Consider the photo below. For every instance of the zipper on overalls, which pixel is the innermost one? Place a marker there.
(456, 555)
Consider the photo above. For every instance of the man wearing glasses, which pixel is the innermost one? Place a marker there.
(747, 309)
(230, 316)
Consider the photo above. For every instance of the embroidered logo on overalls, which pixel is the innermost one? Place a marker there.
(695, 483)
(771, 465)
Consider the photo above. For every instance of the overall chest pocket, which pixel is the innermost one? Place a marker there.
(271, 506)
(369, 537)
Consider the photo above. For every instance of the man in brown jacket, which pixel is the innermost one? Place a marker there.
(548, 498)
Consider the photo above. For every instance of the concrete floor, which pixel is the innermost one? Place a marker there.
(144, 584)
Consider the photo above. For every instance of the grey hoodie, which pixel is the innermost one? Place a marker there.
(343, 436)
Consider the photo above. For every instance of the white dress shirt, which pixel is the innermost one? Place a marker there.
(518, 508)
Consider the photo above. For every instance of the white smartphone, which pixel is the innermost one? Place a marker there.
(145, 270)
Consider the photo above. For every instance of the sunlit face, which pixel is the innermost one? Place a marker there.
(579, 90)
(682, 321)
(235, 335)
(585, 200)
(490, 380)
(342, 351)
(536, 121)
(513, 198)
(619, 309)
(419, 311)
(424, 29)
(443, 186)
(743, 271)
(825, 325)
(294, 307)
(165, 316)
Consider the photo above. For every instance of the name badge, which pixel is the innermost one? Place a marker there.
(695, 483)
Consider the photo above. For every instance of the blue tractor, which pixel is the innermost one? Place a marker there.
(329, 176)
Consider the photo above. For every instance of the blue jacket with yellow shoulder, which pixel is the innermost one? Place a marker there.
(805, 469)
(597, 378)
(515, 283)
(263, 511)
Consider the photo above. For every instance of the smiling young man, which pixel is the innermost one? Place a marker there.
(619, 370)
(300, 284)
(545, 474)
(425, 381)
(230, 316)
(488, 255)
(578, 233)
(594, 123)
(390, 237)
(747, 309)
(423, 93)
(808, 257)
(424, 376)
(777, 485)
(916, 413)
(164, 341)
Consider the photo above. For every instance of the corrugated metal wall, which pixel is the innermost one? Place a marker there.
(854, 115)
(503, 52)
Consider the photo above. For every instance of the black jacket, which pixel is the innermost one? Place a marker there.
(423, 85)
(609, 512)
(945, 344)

■ ■ ■

◆ WHAT YOU WILL DO
Set down, word for word, the line that contains "Consider the photo above. For every instance of the white dress" and all lines after it up to the end of the listing.

◆ ANSWER BOX
Consider the photo above. For every instance of the white dress shirt, which pixel is the innermost one? Place a marker there.
(518, 508)
Consider the photo above. For every instance of the white smartphone, which pixel is the innermost one? Place a marker there.
(145, 270)
Consider the photo above. For every instance of the sunlit face, which pixel is the innermost one? Place a marker there.
(579, 90)
(682, 321)
(235, 335)
(585, 200)
(490, 380)
(342, 351)
(536, 121)
(513, 198)
(619, 309)
(419, 311)
(424, 29)
(443, 186)
(743, 271)
(825, 325)
(294, 307)
(165, 316)
Consider the photo above. For every instance of the name badge, which pixel is the innermost one? Place a marker there.
(695, 483)
Consider the photo above. For every instance of the blue tractor, which pixel is the innermost one? Place a marker there.
(329, 176)
Consider the photo above. For every instance of the blue jacket with yellow shoulder, which pixel is the innermost one? Place a marker there.
(805, 469)
(597, 378)
(515, 283)
(263, 511)
Consider the photo above. For every instance of the smiling young man, which pixel is the innermost one? Place a marker there.
(619, 370)
(300, 284)
(545, 474)
(425, 381)
(230, 316)
(488, 255)
(578, 233)
(594, 123)
(390, 237)
(747, 309)
(423, 93)
(808, 257)
(424, 376)
(777, 485)
(916, 413)
(164, 341)
Consider the photo above. For every instance of the corrugated metal wall, which pixel is the innermost one? Place a marker there.
(854, 115)
(503, 52)
Consider the photo above. For every instance of the black jacket, which pixel is the innermost one? Place a marker there.
(423, 85)
(609, 512)
(945, 344)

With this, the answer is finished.